-- To do --
[1] In the passage on the Inniskilling Fusiliers, where was the Battalion billeted by the end of August 1917?
[2] Return, word for word, the part of the passage on the Inniskilling Fusiliers that opens with the words containing "In June 1917" and closes with "Other Ranks (Gassed).".

-- Excerpted text --
++++++
In June 1917 the Inniskilling Fusiliers began a move some hundred miles north as part of the 32nd Division, finally arriving at Nieuport les Bains on the Belgian coast and Ghyvelde, just across the border, in France. It was still part of the Front Line with regular deaths and woundings, but not on a large scale. On 26th July 1917, however, this changed when the War Diary reported:

1 officer and 243 Other Ranks (Gassed).

It continued:

“Gassed”. Caused by Gas Shell used by the enemy for the first time and very difficult to detect. It affected the eyes in some cases causing temporary blindness as well as causing temporary loss of speech, in many cases the effect only became apparent after a lapse of a few days.

This new weapon was Mustard Gas, only detectable by smell, and of course your nose became desensitised as to any pervading smell. It was more serious than the Diary seems to indicate and could hang around in cold weather for days so was unsuitable as a “pre-attack” weapon. Vera Brittain, the novelist, who was a WW1 nurse, wrote in Testament of Youth:

I wish those people who talk about going on with this war whatever it costs could see the soldiers suffering from mustard gas poisoning. Great mustard-coloured blisters, blind eyes, all sticky and stuck together, always fighting for breath, with voices a mere whisper, saying that their throats are closing and they know they will choke.

The Battalion was in billets at Ribaillet Camp but this was not a safe haven. On August 14th they were bombed with Gas and H.E. Shells from midnight until 4.30 am. The Diary records, however, that the casualties were very small “owing to the promptness with which the men put on their Box Respirators”. They also cleared the camp during the barrage.

British soldier wearing a Small Box Respirator From Medical Service: Diseases of the War (HMSO 1923). en.wikipedia.com.
British soldier wearing a Small Box Respirator From Medical Service: Diseases of the War (HMSO 1923). en.wikipedia.com.

By the end of August, the Battalion was in billets in Canada Camp at Coxyde (Koksijde). In September the usual pattern of being in and out of the Front Line continued in the Lombartzyde sector which was just across the Rover Yser from Nieuport. Casualties continued in large numbers for, as the Diary makes clear, the area was important for both sides.

The sector that the Brigade was holding was most important as it was the main Defence of the Bridges and Locks round NIeuport. In the event of these being lost the enemy would have been enabled to flood the country for a considerable distance; it was also important as the ground just in the rear of the front line position that could have been used as the jumping off place in the event of further operations.
++++++
-- Given information --
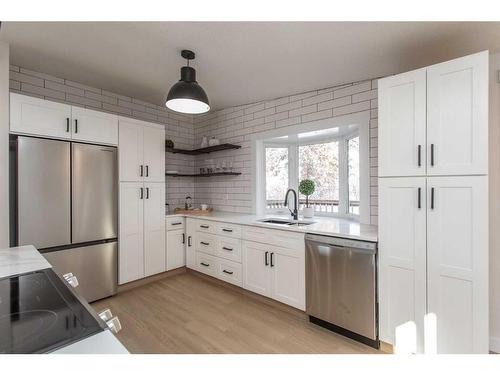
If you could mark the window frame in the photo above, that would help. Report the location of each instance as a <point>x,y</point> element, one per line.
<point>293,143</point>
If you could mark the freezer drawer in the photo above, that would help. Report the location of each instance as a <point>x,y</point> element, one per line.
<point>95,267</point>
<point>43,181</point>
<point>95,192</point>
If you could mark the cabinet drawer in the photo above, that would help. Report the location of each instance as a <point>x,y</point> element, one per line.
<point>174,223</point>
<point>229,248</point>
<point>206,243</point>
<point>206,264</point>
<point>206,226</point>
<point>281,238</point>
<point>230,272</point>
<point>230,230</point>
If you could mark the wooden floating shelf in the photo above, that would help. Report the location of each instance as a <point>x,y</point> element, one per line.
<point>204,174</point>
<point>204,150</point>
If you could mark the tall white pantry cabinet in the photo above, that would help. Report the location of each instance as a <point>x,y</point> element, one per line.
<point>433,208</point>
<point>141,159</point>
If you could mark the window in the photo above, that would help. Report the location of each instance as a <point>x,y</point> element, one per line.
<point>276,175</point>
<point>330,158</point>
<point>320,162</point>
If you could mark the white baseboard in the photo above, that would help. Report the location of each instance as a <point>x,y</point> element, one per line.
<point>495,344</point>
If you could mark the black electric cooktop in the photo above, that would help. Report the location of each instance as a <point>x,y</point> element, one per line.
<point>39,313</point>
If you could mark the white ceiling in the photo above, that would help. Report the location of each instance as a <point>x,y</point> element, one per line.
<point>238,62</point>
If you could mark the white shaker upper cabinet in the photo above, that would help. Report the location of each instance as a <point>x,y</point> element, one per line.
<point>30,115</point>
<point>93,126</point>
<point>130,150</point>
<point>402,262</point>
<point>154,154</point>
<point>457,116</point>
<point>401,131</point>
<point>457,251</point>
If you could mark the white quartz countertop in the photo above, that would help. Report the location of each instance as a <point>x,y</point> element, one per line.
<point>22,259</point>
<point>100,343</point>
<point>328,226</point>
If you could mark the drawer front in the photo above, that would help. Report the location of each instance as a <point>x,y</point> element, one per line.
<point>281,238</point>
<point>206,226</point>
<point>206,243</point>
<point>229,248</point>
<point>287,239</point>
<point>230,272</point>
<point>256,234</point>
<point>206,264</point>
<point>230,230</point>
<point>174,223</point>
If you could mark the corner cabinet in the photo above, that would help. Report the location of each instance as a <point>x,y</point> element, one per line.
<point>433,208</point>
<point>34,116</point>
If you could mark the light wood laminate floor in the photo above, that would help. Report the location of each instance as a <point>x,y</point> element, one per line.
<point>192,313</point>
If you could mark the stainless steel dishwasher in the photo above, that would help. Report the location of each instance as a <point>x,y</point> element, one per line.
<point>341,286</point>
++++++
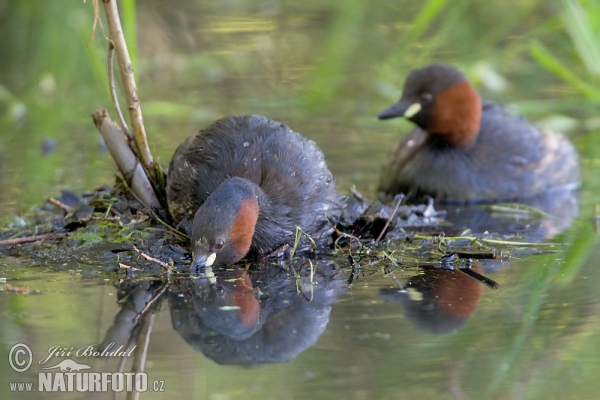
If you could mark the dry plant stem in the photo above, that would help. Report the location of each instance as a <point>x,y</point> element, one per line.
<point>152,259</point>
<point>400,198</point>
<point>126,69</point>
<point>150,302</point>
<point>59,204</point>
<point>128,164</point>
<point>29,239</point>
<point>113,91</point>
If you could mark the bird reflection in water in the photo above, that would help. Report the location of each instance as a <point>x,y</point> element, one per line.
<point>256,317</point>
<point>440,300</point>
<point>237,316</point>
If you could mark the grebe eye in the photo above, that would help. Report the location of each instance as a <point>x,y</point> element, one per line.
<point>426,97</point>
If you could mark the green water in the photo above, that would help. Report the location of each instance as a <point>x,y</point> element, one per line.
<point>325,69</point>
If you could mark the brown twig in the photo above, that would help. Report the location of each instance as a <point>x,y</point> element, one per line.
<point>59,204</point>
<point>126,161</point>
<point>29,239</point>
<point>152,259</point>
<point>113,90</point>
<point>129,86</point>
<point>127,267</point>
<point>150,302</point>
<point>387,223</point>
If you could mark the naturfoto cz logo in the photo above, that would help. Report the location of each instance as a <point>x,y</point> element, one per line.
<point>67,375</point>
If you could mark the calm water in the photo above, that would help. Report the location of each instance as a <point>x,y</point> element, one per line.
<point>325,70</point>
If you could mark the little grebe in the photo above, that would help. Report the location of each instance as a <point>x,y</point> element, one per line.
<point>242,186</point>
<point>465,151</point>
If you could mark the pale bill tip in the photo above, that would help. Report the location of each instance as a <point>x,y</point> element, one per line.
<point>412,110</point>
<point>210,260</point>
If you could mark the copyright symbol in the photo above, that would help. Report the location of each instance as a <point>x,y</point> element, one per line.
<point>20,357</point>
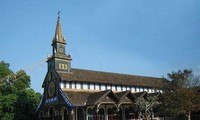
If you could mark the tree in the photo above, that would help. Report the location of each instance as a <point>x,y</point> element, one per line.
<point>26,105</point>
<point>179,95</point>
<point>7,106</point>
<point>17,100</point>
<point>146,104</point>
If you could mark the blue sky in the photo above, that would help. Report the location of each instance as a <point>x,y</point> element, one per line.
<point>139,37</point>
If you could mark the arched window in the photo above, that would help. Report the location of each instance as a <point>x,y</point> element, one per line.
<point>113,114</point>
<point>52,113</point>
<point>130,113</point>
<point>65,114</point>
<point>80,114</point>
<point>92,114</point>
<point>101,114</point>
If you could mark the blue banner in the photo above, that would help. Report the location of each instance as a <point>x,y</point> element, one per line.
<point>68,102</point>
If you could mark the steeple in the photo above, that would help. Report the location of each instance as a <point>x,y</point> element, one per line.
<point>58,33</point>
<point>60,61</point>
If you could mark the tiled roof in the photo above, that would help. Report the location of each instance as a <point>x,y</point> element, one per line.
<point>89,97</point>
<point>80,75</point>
++++++
-- Expected outputs --
[1] In Canada Camp at Coxyde (Koksijde).

[2]
In June 1917 the Inniskilling Fusiliers began a move some hundred miles north as part of the 32nd Division, finally arriving at Nieuport les Bains on the Belgian coast and Ghyvelde, just across the border, in France. It was still part of the Front Line with regular deaths and woundings, but not on a large scale. On 26th July 1917, however, this changed when the War Diary reported:

1 officer and 243 Other Ranks (Gassed).